[Records drawn from a dataset]
.....

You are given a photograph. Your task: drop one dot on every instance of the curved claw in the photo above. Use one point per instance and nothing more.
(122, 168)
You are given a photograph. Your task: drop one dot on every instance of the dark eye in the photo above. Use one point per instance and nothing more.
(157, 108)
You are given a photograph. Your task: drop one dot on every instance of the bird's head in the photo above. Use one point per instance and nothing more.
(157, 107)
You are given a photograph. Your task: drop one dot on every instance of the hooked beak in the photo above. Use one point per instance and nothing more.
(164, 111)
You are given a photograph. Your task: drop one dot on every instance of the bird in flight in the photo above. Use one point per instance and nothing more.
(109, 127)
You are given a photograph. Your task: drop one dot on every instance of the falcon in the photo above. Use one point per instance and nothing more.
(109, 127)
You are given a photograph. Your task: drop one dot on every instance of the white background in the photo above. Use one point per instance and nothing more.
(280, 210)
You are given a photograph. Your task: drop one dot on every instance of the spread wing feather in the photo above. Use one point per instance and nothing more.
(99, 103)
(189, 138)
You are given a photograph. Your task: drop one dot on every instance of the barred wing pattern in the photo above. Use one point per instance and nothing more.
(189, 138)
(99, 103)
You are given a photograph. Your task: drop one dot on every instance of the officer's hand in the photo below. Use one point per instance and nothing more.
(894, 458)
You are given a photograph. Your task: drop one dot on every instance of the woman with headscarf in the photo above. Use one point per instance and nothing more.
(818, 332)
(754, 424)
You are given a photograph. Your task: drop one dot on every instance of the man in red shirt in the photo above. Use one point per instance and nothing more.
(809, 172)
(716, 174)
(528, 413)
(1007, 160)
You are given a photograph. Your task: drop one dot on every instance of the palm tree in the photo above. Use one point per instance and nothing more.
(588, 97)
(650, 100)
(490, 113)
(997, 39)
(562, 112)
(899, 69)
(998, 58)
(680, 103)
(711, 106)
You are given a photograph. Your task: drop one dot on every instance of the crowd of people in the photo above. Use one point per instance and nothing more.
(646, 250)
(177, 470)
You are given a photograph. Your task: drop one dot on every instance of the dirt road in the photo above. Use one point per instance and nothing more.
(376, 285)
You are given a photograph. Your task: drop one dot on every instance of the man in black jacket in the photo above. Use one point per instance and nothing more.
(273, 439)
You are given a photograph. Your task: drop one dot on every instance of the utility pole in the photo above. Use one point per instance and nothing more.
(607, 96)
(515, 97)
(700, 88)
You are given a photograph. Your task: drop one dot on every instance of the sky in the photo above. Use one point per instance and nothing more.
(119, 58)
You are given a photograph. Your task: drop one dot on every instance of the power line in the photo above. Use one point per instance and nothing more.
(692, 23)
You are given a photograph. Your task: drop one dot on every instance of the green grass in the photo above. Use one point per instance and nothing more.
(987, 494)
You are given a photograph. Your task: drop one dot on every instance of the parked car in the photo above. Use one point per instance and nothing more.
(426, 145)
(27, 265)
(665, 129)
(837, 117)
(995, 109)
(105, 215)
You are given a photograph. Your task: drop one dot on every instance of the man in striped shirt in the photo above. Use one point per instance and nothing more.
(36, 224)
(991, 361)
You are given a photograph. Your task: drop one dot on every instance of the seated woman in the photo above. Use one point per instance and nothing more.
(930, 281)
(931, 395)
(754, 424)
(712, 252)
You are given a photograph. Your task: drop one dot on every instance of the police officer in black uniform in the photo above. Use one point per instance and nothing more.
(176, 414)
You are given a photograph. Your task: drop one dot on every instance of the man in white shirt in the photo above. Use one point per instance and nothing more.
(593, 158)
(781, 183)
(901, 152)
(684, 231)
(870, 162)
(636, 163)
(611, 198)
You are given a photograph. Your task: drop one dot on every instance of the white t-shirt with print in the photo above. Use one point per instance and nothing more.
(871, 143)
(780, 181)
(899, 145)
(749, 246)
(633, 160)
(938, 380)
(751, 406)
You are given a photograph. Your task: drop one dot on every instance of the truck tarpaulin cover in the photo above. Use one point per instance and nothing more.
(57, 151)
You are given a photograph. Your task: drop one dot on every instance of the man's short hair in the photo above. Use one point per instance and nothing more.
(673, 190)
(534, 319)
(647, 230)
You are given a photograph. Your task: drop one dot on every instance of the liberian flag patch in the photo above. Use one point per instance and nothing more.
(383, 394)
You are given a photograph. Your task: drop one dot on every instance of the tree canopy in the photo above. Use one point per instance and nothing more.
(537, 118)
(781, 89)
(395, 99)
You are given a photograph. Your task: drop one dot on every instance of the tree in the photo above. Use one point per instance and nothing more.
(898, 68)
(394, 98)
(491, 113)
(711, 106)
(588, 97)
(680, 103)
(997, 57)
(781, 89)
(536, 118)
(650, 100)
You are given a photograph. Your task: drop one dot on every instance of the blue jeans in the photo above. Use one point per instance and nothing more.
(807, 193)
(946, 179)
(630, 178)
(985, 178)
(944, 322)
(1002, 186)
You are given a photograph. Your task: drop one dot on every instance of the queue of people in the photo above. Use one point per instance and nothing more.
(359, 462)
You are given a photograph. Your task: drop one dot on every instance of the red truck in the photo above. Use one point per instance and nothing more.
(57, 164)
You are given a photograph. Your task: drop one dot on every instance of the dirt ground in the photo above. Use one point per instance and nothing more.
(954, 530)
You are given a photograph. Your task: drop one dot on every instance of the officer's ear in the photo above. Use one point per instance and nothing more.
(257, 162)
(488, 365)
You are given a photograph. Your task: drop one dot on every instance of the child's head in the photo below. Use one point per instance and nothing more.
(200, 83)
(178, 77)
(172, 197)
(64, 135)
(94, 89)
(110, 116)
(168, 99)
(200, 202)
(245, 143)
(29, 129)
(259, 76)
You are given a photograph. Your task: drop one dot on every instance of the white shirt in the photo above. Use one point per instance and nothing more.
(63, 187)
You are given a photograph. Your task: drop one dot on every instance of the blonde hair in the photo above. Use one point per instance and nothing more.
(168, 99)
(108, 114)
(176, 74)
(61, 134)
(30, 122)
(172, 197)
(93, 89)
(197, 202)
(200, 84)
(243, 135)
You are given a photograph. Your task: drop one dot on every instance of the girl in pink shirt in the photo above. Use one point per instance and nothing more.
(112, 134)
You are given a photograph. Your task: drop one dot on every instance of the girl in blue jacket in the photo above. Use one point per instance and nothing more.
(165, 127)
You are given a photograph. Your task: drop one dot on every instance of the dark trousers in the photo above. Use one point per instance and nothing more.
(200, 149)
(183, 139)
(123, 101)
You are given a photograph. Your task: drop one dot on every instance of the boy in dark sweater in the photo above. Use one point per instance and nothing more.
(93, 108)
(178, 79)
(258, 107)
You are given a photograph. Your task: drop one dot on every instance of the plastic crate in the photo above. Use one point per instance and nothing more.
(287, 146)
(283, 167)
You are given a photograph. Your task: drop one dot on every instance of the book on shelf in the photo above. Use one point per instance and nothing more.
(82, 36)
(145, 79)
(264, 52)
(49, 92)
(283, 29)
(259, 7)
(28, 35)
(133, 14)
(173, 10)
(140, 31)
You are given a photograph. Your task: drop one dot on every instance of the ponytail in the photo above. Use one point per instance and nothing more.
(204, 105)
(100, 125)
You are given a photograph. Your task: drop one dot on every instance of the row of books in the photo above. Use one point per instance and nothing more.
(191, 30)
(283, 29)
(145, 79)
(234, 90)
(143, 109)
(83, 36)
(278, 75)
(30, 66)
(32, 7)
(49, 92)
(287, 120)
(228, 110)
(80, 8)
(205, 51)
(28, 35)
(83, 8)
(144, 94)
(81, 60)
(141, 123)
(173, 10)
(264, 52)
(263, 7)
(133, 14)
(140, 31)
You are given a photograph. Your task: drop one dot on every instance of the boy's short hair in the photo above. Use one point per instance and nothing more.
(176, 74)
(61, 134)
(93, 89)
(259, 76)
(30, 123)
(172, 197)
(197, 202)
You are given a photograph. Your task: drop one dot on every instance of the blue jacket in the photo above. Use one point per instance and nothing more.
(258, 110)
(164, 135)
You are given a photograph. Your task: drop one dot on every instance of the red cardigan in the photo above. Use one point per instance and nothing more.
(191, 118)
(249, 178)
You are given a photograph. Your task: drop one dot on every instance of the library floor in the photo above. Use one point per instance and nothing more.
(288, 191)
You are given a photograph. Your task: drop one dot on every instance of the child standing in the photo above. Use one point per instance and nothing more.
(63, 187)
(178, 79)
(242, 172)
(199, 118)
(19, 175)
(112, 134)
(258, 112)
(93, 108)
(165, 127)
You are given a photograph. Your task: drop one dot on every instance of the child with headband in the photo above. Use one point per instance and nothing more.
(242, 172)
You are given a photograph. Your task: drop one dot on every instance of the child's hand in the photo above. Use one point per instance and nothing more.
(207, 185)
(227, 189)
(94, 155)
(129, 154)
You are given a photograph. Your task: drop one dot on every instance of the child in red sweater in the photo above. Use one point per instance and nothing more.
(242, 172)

.....

▶ _Exercise goal_
Reproduce the lines from the one containing "the child with" to the end of the entries, keeping both ends and adding nothing.

▶ _The completed task_
You are given a photograph. Your task: drop one dot on every instance of the child with headband in the photo above. Use one point per instance and nothing more.
(242, 172)
You are given a photograph. Your task: drop one dot on every instance of the child's hand in the photo above. Use one point per instance and nothing more.
(207, 185)
(227, 189)
(94, 155)
(129, 154)
You are given a photograph. Your task: drop one dot on every instance of the child in red sweater in the photo above. Use one point per instance and nothing more.
(242, 172)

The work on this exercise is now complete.